What is needed: Rewrite the entries below as a numbered list, leaving out blank lines, for the part that opens at the start of the entries and closes with the line containing "(1183, 251)". Include both of those lines, and leave the pictures out of your answer.

** START Material provided **

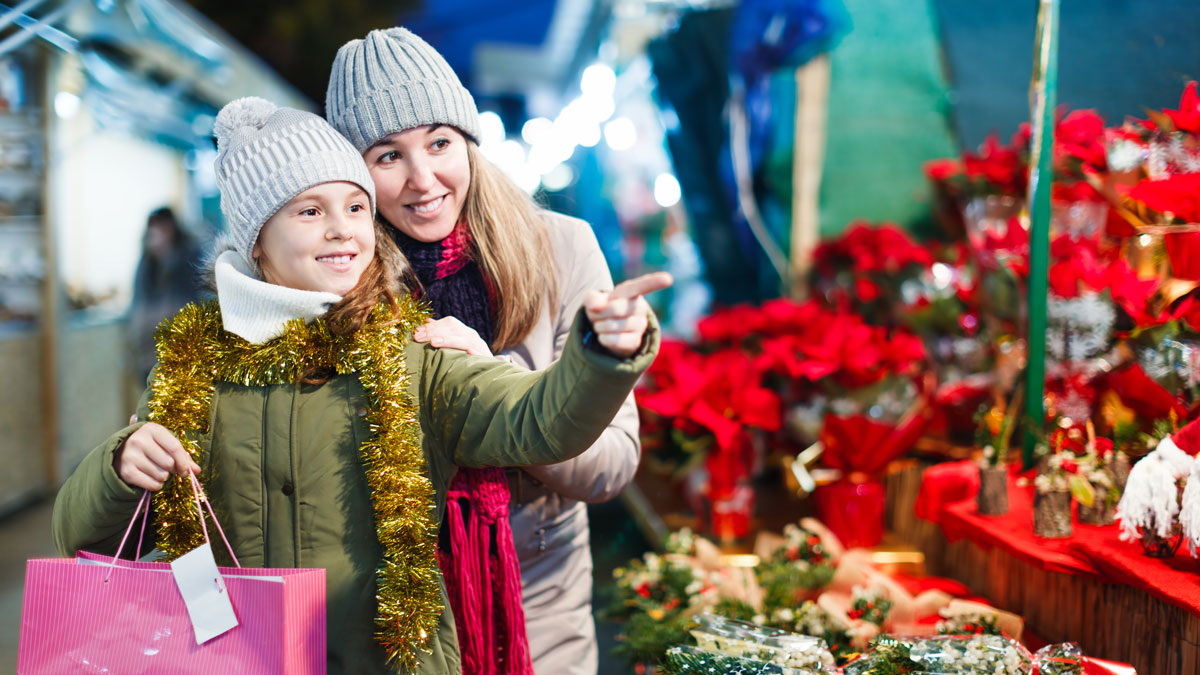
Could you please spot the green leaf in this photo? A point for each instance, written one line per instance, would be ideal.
(1081, 490)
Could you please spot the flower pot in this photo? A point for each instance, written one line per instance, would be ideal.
(1051, 514)
(1183, 252)
(853, 511)
(993, 496)
(1156, 545)
(1120, 470)
(1102, 512)
(730, 511)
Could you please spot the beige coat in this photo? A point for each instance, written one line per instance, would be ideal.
(547, 513)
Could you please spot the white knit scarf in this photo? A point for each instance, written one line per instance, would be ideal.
(256, 310)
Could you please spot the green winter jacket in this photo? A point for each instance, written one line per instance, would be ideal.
(289, 487)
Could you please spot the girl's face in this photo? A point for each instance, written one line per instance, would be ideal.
(321, 240)
(421, 177)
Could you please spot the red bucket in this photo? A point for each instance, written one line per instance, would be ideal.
(853, 511)
(730, 512)
(1183, 251)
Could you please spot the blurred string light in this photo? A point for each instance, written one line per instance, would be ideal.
(66, 105)
(621, 133)
(558, 178)
(581, 123)
(666, 190)
(535, 130)
(491, 129)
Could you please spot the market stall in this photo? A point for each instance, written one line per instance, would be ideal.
(106, 112)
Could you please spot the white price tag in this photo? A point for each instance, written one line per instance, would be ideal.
(204, 593)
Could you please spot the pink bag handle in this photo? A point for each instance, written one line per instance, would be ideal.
(198, 493)
(144, 506)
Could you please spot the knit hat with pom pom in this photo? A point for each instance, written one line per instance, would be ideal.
(268, 155)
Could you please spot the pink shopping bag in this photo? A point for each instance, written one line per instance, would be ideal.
(97, 614)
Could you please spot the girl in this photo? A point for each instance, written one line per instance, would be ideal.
(325, 436)
(502, 276)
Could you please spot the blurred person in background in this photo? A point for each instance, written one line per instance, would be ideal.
(503, 278)
(166, 280)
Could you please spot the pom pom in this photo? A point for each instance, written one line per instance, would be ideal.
(250, 112)
(1189, 512)
(1173, 455)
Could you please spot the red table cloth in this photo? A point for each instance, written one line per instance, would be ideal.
(1095, 551)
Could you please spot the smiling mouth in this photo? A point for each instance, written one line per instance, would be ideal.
(426, 207)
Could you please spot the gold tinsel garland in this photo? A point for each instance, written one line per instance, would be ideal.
(195, 352)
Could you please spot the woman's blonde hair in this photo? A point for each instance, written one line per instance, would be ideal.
(510, 242)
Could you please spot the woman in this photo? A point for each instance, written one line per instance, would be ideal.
(325, 436)
(504, 278)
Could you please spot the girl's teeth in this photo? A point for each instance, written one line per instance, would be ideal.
(429, 207)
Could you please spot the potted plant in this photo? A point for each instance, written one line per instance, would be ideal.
(994, 432)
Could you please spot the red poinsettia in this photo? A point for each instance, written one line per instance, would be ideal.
(1177, 195)
(1079, 139)
(940, 171)
(730, 326)
(1009, 245)
(864, 248)
(997, 166)
(720, 393)
(1187, 117)
(789, 317)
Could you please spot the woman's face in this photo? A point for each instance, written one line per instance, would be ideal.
(421, 177)
(321, 240)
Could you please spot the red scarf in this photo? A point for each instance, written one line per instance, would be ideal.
(481, 571)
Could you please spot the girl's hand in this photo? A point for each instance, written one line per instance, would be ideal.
(449, 333)
(622, 315)
(150, 455)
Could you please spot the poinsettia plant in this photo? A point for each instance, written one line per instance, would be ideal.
(864, 268)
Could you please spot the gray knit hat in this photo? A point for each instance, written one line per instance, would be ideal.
(268, 155)
(393, 81)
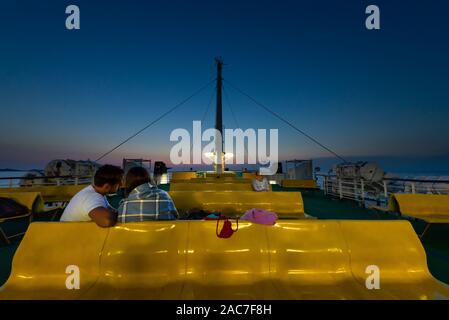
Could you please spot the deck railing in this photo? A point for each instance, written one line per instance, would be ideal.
(363, 191)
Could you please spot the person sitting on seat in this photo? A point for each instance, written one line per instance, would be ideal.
(144, 201)
(90, 204)
(260, 183)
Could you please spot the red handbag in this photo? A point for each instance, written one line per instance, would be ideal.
(226, 231)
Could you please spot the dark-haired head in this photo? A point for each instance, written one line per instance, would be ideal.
(108, 179)
(135, 177)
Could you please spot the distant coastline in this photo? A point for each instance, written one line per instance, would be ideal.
(17, 170)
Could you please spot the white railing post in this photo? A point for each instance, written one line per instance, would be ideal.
(362, 187)
(340, 189)
(325, 185)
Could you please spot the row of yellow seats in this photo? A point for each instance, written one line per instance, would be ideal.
(304, 259)
(49, 193)
(304, 184)
(284, 204)
(212, 186)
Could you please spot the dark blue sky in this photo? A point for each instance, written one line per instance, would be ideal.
(76, 94)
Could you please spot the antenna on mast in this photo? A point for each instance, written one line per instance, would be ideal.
(219, 163)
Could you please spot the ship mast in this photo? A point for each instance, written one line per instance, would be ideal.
(219, 163)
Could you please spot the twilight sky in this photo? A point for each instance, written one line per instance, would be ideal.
(77, 93)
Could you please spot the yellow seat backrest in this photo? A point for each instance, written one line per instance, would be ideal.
(306, 184)
(285, 204)
(211, 186)
(424, 206)
(144, 255)
(48, 248)
(183, 175)
(50, 193)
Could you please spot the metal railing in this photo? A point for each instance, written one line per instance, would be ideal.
(362, 191)
(14, 182)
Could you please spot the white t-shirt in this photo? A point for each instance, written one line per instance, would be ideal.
(82, 203)
(261, 185)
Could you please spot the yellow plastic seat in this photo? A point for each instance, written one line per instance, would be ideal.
(284, 204)
(219, 180)
(211, 186)
(48, 248)
(304, 184)
(50, 193)
(431, 208)
(303, 259)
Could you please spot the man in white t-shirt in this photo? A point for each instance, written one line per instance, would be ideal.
(260, 183)
(90, 203)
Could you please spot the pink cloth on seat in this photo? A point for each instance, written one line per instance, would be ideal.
(260, 216)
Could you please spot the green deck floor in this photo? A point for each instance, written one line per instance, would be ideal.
(436, 241)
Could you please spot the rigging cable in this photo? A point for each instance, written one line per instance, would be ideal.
(157, 119)
(285, 121)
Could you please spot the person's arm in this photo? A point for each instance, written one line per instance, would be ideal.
(103, 217)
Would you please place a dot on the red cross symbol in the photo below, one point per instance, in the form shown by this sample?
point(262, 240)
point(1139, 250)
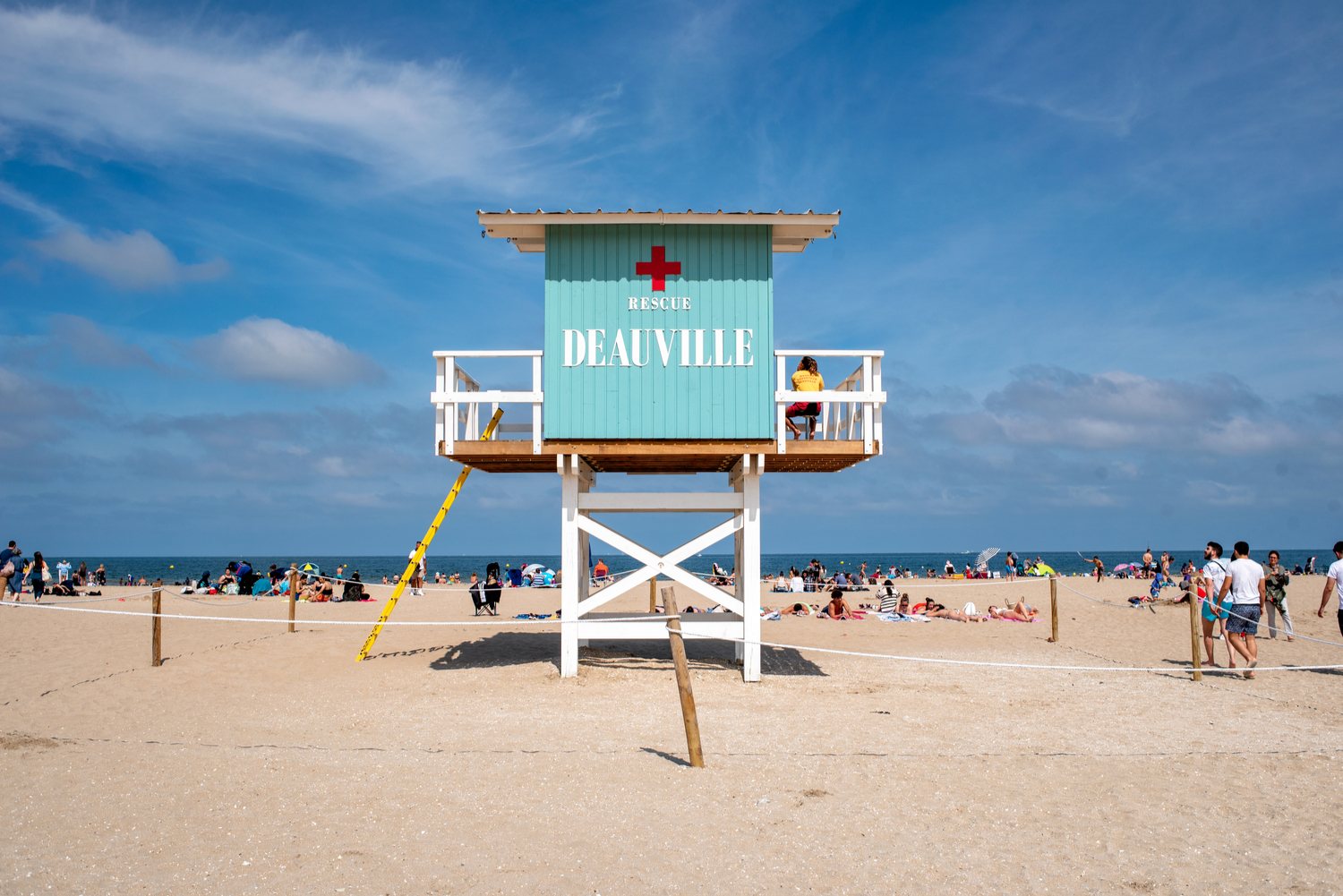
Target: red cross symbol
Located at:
point(660, 268)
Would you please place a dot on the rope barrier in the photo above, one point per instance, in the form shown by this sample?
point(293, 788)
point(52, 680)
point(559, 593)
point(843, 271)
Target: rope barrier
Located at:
point(214, 603)
point(115, 597)
point(690, 635)
point(985, 662)
point(338, 622)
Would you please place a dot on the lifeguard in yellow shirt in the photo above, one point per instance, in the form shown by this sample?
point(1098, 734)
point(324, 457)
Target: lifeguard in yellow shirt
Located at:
point(808, 379)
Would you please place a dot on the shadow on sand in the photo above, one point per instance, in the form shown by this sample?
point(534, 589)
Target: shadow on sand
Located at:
point(521, 648)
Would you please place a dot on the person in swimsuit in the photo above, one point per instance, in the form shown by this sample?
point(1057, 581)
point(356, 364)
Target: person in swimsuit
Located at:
point(1021, 611)
point(1210, 581)
point(838, 608)
point(939, 611)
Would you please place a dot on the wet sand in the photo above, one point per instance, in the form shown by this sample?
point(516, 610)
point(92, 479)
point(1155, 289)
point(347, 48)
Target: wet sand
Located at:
point(456, 761)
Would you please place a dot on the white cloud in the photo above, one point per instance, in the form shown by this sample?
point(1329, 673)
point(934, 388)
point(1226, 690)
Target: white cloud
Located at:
point(271, 351)
point(129, 260)
point(227, 99)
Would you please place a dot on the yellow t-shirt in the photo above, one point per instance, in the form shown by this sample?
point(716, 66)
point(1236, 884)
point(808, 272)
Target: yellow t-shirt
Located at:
point(808, 381)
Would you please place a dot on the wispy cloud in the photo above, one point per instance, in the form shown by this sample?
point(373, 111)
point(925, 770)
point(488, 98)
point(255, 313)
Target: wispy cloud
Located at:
point(1060, 408)
point(233, 101)
point(271, 351)
point(96, 346)
point(128, 260)
point(1225, 102)
point(15, 198)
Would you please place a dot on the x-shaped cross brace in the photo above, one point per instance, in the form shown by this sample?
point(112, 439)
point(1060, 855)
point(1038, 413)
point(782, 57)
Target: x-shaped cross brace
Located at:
point(655, 563)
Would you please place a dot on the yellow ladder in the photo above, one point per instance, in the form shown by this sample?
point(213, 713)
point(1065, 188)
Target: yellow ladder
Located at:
point(429, 536)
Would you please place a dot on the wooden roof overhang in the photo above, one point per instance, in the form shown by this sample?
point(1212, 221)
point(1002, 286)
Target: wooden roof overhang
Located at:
point(668, 457)
point(792, 233)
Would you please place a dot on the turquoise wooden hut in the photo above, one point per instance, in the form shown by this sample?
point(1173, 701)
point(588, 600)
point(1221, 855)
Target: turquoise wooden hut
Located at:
point(658, 357)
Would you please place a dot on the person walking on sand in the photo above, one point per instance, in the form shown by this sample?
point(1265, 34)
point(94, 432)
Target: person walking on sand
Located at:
point(1211, 578)
point(1334, 582)
point(1276, 581)
point(11, 568)
point(1245, 586)
point(38, 576)
point(418, 573)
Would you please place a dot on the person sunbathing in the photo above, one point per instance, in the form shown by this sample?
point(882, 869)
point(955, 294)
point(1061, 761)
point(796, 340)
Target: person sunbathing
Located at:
point(837, 609)
point(939, 611)
point(1021, 611)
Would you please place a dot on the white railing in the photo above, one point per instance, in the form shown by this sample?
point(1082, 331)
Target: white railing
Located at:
point(458, 397)
point(848, 411)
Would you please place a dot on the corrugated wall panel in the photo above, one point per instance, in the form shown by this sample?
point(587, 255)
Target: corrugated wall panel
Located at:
point(590, 277)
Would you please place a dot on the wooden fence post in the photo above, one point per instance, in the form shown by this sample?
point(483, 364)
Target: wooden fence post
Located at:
point(1053, 609)
point(682, 680)
point(156, 603)
point(293, 593)
point(1193, 636)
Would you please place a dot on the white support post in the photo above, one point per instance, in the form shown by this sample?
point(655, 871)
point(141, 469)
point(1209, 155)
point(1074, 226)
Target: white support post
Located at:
point(867, 405)
point(440, 419)
point(536, 405)
point(585, 550)
point(574, 570)
point(748, 566)
point(569, 570)
point(450, 407)
point(876, 387)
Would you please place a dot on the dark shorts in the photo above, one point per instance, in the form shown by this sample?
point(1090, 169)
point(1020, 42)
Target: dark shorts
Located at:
point(1244, 619)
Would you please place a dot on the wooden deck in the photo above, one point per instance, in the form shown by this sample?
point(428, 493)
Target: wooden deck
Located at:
point(516, 456)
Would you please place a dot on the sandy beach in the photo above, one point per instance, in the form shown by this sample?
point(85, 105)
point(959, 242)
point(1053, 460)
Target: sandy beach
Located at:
point(456, 761)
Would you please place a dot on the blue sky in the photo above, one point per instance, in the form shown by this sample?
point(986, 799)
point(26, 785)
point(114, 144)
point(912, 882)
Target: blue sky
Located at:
point(1100, 243)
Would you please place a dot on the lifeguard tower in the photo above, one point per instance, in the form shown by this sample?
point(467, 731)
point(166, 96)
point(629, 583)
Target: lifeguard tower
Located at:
point(655, 360)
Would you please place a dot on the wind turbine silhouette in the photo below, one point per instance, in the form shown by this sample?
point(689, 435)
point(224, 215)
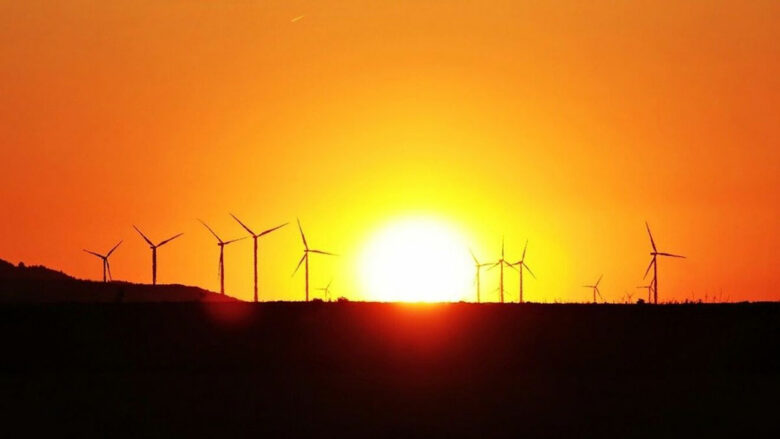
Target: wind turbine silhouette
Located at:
point(254, 238)
point(106, 265)
point(478, 267)
point(154, 251)
point(500, 263)
point(595, 289)
point(520, 265)
point(305, 257)
point(649, 289)
point(221, 245)
point(326, 290)
point(654, 264)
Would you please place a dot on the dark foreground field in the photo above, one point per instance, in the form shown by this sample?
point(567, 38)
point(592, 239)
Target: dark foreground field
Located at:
point(381, 370)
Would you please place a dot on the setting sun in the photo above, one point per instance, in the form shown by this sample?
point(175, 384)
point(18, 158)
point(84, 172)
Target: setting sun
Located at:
point(416, 260)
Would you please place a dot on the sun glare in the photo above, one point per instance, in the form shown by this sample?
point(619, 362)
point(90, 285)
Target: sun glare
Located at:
point(416, 260)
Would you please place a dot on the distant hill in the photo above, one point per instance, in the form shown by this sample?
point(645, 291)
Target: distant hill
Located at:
point(38, 284)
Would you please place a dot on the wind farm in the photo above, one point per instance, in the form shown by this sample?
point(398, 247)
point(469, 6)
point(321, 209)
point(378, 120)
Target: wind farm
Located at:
point(400, 219)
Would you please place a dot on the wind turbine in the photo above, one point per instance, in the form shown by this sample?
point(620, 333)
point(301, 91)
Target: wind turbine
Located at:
point(106, 265)
point(649, 289)
point(305, 257)
point(654, 264)
point(154, 251)
point(254, 238)
point(326, 290)
point(500, 263)
point(595, 289)
point(478, 267)
point(221, 245)
point(520, 265)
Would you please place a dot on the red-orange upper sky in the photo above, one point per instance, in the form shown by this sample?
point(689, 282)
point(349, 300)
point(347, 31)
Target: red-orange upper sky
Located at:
point(567, 123)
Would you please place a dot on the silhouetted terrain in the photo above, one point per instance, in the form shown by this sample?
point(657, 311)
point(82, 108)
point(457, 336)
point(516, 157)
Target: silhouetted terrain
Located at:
point(389, 370)
point(38, 284)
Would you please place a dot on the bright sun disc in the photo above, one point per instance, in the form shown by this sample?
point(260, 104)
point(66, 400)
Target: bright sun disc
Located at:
point(416, 260)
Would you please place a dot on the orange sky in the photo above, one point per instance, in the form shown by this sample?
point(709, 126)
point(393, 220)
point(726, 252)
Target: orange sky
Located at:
point(568, 123)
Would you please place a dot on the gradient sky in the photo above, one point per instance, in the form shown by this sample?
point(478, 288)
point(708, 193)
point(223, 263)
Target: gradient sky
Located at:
point(567, 123)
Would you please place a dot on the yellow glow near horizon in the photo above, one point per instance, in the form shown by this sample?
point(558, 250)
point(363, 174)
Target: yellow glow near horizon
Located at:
point(416, 260)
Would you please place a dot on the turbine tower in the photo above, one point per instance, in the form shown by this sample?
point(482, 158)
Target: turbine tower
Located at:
point(649, 289)
point(478, 267)
point(106, 265)
point(520, 265)
point(221, 245)
point(500, 263)
point(326, 290)
point(654, 264)
point(254, 238)
point(305, 257)
point(595, 289)
point(154, 251)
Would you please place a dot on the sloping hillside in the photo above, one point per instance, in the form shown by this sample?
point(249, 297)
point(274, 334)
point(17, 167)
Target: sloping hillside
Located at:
point(38, 284)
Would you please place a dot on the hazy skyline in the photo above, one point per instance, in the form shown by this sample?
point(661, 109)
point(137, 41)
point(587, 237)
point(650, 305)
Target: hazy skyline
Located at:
point(566, 124)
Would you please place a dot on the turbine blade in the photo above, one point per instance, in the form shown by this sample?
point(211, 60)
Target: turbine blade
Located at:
point(143, 236)
point(169, 239)
point(210, 230)
point(652, 261)
point(243, 225)
point(671, 255)
point(112, 250)
point(652, 242)
point(234, 240)
point(299, 264)
point(529, 270)
point(265, 232)
point(93, 253)
point(303, 237)
point(322, 252)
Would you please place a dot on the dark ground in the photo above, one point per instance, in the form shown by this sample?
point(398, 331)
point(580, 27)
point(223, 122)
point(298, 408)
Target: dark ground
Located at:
point(383, 370)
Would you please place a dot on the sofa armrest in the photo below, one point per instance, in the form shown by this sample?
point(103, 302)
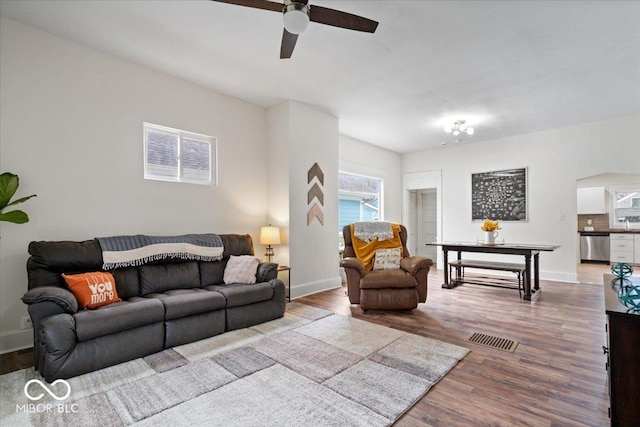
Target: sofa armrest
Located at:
point(354, 263)
point(61, 297)
point(58, 334)
point(412, 264)
point(266, 271)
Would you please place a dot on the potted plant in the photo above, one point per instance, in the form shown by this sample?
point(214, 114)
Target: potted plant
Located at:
point(8, 186)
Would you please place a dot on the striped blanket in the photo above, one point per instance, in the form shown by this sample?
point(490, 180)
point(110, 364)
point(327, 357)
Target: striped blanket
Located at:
point(127, 251)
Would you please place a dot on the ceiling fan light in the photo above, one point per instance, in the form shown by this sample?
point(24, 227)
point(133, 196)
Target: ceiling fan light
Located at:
point(296, 18)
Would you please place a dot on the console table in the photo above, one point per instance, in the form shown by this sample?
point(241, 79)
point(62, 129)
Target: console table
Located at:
point(525, 250)
point(623, 353)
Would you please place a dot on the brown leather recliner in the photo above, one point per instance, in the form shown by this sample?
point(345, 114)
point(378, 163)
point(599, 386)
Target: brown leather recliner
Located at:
point(400, 289)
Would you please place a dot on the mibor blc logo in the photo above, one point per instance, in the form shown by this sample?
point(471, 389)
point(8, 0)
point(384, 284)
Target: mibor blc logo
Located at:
point(36, 393)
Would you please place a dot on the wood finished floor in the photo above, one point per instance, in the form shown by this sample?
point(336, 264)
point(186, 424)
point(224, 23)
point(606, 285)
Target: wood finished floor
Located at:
point(555, 377)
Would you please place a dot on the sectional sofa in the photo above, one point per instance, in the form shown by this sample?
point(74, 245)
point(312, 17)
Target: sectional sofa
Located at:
point(162, 304)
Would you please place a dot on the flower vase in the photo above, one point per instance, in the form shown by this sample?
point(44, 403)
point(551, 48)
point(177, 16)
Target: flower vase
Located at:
point(490, 237)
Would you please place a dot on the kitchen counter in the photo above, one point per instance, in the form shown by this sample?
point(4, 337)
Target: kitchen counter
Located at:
point(611, 230)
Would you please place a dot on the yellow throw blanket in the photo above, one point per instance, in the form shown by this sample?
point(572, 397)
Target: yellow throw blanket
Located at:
point(366, 251)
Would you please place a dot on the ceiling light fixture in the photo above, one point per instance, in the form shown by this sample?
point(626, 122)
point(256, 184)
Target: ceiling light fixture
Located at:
point(296, 17)
point(459, 127)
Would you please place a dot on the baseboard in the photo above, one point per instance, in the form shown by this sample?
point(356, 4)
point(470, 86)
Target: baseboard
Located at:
point(304, 289)
point(15, 340)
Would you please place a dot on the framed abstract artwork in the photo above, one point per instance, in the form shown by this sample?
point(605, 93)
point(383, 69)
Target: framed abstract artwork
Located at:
point(499, 195)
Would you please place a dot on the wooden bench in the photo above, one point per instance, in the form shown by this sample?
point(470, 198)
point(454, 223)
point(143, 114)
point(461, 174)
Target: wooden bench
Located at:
point(461, 264)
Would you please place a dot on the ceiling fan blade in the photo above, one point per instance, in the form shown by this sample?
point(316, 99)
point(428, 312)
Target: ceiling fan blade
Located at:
point(288, 43)
point(256, 4)
point(336, 18)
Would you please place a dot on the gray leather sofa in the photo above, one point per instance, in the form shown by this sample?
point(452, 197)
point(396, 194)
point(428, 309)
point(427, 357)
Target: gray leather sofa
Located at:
point(164, 304)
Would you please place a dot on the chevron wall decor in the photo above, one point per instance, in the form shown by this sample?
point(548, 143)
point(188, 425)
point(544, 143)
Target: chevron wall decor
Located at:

** END Material provided **

Exercise result:
1. Could you please spot the green leaf in this photo? A point for each instance, written one line per instance, would be ideal.
2. (1081, 490)
3. Could you please spot the flower pot in this photo? A point for each instance, written one line per instance, would be ideal.
4. (1051, 514)
5. (1183, 252)
6. (853, 511)
7. (993, 496)
8. (1156, 545)
9. (1120, 470)
10. (1102, 512)
11. (730, 511)
12. Could you please spot the beige coat in this photo? A point for each instance, written one line per instance, would be ideal.
13. (547, 513)
14. Could you please spot the white knit scarf in this photo? A point for each instance, written one line per instance, would be ideal.
15. (256, 310)
16. Could you please spot the green winter jacket in this photo? A point for each instance, written one line per instance, would be ideal.
17. (289, 487)
18. Could you please spot the girl's face in this photo? A point for each instance, written one line per instance, would be ideal.
19. (321, 240)
20. (421, 177)
21. Could you please spot the red bucket in this photo? A point for each instance, written one line per instance, would be ideal.
22. (853, 511)
23. (730, 512)
24. (1183, 251)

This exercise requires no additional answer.